== Отрывок для чтения ==

# Форум на русском языке  > Новости  > Высокие технологии  >  Самодеятельная "настройка" Blu-ray-плеера грозит неприятностями

## Geser

Представитель группы, продвигающей один из новых форматов оптических носителей нового поколения, заявил на днях, что любой, кто попытается "подправить" прошивку своего Blu-ray-плеера, получит на свою голову кучу неприятностей. 
Как известно, стандарт DVD, который вышел на мировую арену ровно 10 лет назад, делался в такой спешке, что морально устарел менее чем за десятилетие и, что гораздо серьезнее, оказался практически беззащитным перед лицом мировой пиратской индустрии. На взлом региональной защиты большинства DVD-плееров уходит, обычно, всего несколько минут. Снятие защиты фирменного DVD-носителя тоже не является серьезной проблемой, что не может не расстраивать деятелей Голливуда и производителей аппаратуры. 

По словам Энди Сетоса (Andy Setos), главного конструктора News Corporation, новые плееры будут изначально построены таким образом, чтобы полностью исключить любые попытки самодеятельной "настройки" аппаратов. Как только прошивка будет изменена, подключенный к интернету плеер известит о вмешательстве соответствующий сервер, который, если изменение программного обеспечения будет действительно серьезным (например, будет взломана региональная защита или какое-нибудь другое средство усложнения жизни мирных граждан), просто отключит устройство, вынуждая владельца тащиться в ремонтную мастерскую и просить привести плеер в чувство, сообщает Reuters.

===
== Исходные данные ==

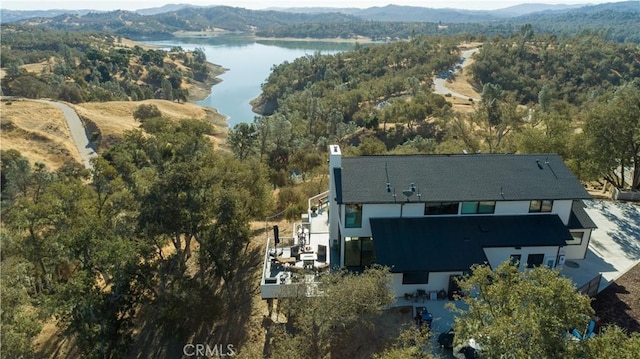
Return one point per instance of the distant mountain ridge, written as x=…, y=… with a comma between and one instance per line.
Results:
x=621, y=20
x=398, y=12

===

Что нужно сделать: Продолжите заметку о защите прошивки Blu-ray-плееров, начав сразу после её последнего предложения. Данные здесь никак не используются.

Результат задания:
Источник: internet.ru

----------

Надоело быть жертвой? Стань профи по информационной безопасности, получай самую свежую информацию об угрозах и средствах защиты от ведущего российского аналитического центра Anti-Malware.ru:

----------


## Minos

Наивный чукотский парень этот Энди Сетос, а если плеер не подключен к сети Internet  :Wink:

----------


## pig

Видимо, без подключения они не будут работать в принципе. Потому что не смогут проверить по базе легальность вставленного диска.

----------


## Geser

> Видимо, без подключения они не будут работать в принципе. Потому что не смогут проверить по базе легальность вставленного диска.


А кто их тогда будет покупать? :Smiley:

----------


## pig

"А если не будут покупать - отключим газ" (c) "Бриллиантовая рука"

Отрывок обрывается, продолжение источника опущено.